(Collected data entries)
+--
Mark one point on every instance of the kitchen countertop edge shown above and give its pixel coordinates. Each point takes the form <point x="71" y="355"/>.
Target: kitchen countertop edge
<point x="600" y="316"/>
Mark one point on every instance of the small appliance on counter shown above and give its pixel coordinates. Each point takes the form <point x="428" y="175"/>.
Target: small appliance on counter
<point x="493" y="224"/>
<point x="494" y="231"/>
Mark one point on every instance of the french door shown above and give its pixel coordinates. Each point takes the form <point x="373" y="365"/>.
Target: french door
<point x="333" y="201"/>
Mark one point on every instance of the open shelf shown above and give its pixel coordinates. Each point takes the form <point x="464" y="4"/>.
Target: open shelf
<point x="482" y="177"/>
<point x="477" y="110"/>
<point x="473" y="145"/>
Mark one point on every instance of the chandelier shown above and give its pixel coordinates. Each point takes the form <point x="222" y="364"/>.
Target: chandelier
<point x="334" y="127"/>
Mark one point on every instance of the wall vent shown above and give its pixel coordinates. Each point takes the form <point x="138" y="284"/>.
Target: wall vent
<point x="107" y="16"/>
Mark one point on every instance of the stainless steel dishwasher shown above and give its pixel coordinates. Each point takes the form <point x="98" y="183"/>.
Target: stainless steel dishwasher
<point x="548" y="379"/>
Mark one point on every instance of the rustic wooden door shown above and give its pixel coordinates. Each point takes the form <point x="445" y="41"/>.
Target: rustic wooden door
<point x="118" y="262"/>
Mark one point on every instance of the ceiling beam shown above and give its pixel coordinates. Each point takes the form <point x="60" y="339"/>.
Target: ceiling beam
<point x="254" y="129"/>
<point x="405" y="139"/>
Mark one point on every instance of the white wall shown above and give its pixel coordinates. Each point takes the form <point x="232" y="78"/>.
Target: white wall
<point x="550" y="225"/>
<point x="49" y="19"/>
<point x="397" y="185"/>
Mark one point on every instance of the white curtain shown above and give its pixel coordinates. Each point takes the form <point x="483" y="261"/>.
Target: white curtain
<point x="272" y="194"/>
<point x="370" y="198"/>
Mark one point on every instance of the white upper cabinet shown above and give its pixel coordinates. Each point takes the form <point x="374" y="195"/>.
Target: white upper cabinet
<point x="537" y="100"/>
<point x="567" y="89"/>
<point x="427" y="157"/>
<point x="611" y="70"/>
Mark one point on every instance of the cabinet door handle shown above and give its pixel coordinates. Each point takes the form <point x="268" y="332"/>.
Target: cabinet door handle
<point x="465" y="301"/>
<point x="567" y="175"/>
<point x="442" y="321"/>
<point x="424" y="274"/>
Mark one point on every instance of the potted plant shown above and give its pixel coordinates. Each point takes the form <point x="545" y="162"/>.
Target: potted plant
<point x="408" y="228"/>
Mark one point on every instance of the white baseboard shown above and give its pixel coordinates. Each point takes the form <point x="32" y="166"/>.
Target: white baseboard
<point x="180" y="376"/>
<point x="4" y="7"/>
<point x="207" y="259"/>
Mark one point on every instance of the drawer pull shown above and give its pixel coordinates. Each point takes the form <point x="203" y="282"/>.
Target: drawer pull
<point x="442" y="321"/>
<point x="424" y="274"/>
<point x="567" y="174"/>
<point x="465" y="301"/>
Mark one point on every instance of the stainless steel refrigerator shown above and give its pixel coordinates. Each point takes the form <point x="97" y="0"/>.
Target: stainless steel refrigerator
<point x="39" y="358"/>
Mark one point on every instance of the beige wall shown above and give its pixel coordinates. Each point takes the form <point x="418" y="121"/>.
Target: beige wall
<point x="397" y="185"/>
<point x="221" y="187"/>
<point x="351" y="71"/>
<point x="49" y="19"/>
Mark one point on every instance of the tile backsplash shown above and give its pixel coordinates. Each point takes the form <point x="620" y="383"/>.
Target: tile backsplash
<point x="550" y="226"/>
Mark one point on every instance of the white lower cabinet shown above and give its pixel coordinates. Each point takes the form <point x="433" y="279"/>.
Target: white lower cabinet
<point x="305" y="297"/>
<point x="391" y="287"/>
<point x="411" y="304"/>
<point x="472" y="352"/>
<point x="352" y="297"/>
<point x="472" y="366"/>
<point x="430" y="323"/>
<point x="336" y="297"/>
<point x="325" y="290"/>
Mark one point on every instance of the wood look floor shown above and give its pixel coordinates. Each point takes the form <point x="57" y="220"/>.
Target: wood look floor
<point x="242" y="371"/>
+--
Could you convert the entries into a two-column CSV with the columns "text" and "answer", starting with the line that contains "Mark one point on every instance of the wood" and going on through the end of the entries? Give one row per entry, put each value in a single quoted field, and turn line breaks into spaces.

text,answer
"Mark one point on every instance of the wood look floor shown above and give its pixel coordinates. Each point takes the form <point x=""57"" y=""220""/>. Target: wood look floor","<point x=""242"" y=""371""/>"